Exercise requirements
Rewrite every one of the records below as a numbered list, omitting any blank lines.

(Records for bounding box labeling)
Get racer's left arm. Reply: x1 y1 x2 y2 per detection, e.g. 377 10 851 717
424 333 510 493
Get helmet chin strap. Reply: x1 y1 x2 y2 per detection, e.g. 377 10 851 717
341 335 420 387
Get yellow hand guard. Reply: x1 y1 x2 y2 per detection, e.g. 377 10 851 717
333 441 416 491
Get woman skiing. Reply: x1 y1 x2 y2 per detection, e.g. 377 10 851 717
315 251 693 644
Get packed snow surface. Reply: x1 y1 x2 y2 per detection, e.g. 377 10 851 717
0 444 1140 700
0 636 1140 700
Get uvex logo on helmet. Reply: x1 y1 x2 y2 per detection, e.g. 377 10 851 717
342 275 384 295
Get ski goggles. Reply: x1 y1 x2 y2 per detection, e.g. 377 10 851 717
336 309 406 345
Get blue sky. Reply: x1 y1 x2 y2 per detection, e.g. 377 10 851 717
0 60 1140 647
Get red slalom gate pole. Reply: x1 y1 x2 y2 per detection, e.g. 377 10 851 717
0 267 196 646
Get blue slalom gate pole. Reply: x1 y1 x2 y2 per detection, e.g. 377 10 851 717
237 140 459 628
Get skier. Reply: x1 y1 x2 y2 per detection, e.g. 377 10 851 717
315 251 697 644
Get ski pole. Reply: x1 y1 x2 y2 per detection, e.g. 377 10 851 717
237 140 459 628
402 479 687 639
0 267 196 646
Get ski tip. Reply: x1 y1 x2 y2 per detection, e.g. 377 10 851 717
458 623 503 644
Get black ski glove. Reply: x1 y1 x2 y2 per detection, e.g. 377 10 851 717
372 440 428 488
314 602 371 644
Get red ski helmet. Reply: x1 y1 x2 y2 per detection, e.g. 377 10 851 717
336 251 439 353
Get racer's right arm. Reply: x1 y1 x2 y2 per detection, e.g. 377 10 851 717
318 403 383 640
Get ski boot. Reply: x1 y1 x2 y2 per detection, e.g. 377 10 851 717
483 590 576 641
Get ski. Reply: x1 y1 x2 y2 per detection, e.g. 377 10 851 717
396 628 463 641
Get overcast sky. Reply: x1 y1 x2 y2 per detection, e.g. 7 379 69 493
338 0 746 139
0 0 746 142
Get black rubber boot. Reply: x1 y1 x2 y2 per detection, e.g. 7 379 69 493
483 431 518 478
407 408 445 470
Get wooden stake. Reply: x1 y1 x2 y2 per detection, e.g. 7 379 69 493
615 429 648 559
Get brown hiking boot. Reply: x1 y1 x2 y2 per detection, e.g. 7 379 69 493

Reply to the task
1. Get racer's left arm. Reply: x1 y1 x2 y2 per detection, e.g. 377 10 851 717
2. 424 333 510 493
3. Get helmet chin strap. Reply: x1 y1 x2 y2 per detection, e.g. 377 10 851 717
4. 341 335 420 387
5. Get yellow hand guard. Reply: x1 y1 x2 y2 per detection, e.g. 377 10 851 717
6. 333 441 416 491
7. Get woman skiing. Reply: x1 y1 x2 y2 per detection, e.g. 377 10 851 717
8. 315 251 693 644
9. Get packed snow surface. Reply: x1 y1 x2 y2 per detection, e.g. 377 10 851 717
10. 0 444 1140 700
11. 0 636 1140 700
12. Get uvex logo on helmet. Reply: x1 y1 x2 y2 per detection, e.g. 377 10 851 717
13. 342 275 384 295
14. Get ski goggles. Reply: x1 y1 x2 y2 per detection, e.g. 377 10 851 717
15. 336 309 406 345
16. Get blue sky. Reply: x1 y1 x2 y2 per detection, e.g. 377 10 851 717
17. 0 60 1140 647
18. Get red slalom gate pole. Reply: x1 y1 x2 y2 per detection, e.g. 377 10 851 717
19. 0 267 196 646
20. Get blue slalom gate pole. Reply: x1 y1 x2 y2 per detection, e.g. 377 10 851 717
21. 237 140 459 628
22. Get skier. Reply: x1 y1 x2 y2 per detection, e.g. 377 10 851 717
23. 315 251 697 644
24. Get ski pole. Reply: x1 y1 x2 y2 per detection, e.g. 377 10 851 717
25. 237 140 459 628
26. 402 479 687 639
27. 0 267 196 646
28. Get ski tip. Reply: x1 y1 x2 y2 per detection, e.g. 377 10 851 717
29. 458 623 503 644
30. Get black ski glove. Reply: x1 y1 x2 y2 per detection, e.g. 377 10 851 717
31. 372 440 428 488
32. 314 602 371 644
33. Get red ski helmet. Reply: x1 y1 x2 y2 per detection, e.g. 377 10 851 717
34. 336 251 439 353
35. Get racer's right arm. Reply: x1 y1 x2 y2 per detection, e.g. 377 10 851 717
36. 318 403 383 640
37. Get ski boot. Reply: x1 y1 x2 y2 per detection, e.g. 377 10 851 717
38. 483 590 576 641
39. Get ski. Reply: x1 y1 x2 y2 per detection, e.g. 377 10 851 717
40. 396 628 463 641
41. Get overcast sky. Reply: x1 y1 x2 y2 per detection, e.g. 7 379 69 493
42. 338 0 746 139
43. 0 0 746 142
44. Get black rubber boot. Reply: x1 y1 x2 y2 per detection, e.g. 7 379 69 493
45. 483 431 518 478
46. 407 408 445 470
47. Get wooden stake. Reply: x1 y1 x2 y2 per detection, e.g. 7 379 69 493
48. 615 429 648 559
49. Get brown hiking boot. Reply: x1 y1 x2 y2 per detection, e.g. 7 379 69 493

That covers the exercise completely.